= PROBLEM TO SOLVE =
Set down, word for word, the part of the article about the guitarist's wrist surgery that opens with the words containing "Einstein’s Sister band" and closes with "guitar player’s wrist.".

= EXERCISE TEXT =
QC Musician Rock and Rolls All Night and Plays Guitar Every Day

Einstein’s Sister band member, Kerry Tucker of Moline, was facing a sudden end to his long career as a rock-and-roll musician until he met ORA Orthopedic’s Dr. Thomas VonGillern who was able to help restore movement and reduce pain in the guitar player’s wrist.

It takes a rock star to know one: just ask Moline native and professional guitarist, Kerry Tucker, founder of one of Quad Cities’ well-known and successful bands, “Einstein’s Sister.”

Dr. Thomas VonGillern
Dr. Thomas VonGillern, ORA Orthopedics

“I love to play rock and roll, but my hand surgeon has definitely reached rock star status in my book,” he says. Kerry can still hit the right notes, thanks to a wrist-saving surgery performed by veteran hand surgeon, Dr. Thomas VonGillern, ORA Orthopedics.

= DATA SUPPLIED =
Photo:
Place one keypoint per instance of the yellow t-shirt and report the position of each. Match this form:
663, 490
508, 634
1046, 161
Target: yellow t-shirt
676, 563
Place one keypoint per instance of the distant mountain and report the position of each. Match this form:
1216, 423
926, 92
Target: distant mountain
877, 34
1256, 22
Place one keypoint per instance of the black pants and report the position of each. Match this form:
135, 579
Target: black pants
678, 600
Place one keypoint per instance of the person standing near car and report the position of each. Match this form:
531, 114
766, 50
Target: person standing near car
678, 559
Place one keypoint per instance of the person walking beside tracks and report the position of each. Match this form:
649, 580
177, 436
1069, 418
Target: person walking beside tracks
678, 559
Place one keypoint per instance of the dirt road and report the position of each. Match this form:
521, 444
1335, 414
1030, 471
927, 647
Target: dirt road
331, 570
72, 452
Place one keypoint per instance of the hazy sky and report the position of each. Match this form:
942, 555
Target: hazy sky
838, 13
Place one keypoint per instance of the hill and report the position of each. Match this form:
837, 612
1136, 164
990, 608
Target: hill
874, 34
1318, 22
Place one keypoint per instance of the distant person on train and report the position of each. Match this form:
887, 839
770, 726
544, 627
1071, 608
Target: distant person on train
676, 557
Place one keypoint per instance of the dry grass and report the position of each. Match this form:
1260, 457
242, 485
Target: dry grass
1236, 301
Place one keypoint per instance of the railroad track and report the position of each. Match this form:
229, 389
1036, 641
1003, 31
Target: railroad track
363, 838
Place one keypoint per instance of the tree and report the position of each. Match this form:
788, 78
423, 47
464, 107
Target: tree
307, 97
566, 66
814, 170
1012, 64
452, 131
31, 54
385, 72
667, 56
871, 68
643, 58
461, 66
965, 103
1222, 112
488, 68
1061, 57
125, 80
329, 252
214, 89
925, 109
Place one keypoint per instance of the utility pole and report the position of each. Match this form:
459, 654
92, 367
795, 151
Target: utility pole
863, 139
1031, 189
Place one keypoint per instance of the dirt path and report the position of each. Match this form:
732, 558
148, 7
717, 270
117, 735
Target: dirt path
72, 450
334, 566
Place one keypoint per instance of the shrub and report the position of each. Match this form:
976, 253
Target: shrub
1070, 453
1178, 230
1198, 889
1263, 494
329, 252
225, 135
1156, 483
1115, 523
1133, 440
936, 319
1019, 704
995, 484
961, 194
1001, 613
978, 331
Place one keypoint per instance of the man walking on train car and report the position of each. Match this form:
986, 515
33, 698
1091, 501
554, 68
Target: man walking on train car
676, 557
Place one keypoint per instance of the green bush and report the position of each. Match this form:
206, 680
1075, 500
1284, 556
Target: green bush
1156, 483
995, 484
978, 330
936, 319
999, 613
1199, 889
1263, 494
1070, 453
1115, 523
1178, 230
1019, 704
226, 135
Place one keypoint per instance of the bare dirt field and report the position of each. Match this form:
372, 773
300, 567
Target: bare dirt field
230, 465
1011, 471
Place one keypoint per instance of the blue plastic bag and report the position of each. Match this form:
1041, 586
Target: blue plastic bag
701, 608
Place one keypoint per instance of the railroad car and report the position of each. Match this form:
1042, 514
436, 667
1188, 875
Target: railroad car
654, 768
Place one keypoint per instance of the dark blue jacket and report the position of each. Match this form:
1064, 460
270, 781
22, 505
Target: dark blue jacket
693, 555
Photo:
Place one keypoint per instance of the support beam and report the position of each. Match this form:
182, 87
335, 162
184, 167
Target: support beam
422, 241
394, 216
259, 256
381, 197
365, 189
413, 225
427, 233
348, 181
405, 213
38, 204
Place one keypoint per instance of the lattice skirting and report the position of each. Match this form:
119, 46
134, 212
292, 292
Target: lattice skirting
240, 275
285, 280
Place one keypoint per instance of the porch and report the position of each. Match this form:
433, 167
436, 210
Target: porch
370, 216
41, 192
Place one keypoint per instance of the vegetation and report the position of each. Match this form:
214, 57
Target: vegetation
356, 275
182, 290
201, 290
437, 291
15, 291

= SOLUTION TO THIS TASK =
Einstein’s Sister band member, Kerry Tucker of Moline, was facing a sudden end to his long career as a rock-and-roll musician until he met ORA Orthopedic’s Dr. Thomas VonGillern who was able to help restore movement and reduce pain in the guitar player’s wrist.